* _What you have to do_:
Reproduce every item below verbatim, line for line, with no changes to wording, numbers, or punctuation.

>> BEGIN Dataset records

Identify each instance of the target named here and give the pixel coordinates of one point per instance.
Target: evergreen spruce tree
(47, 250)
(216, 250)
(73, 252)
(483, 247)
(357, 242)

>> END Dataset records

* _Solution to this task_:
Identify each instance of the target named here and give the pixel coordinates of one point per instance.
Target: evergreen spruce tree
(47, 250)
(216, 250)
(73, 252)
(483, 247)
(357, 242)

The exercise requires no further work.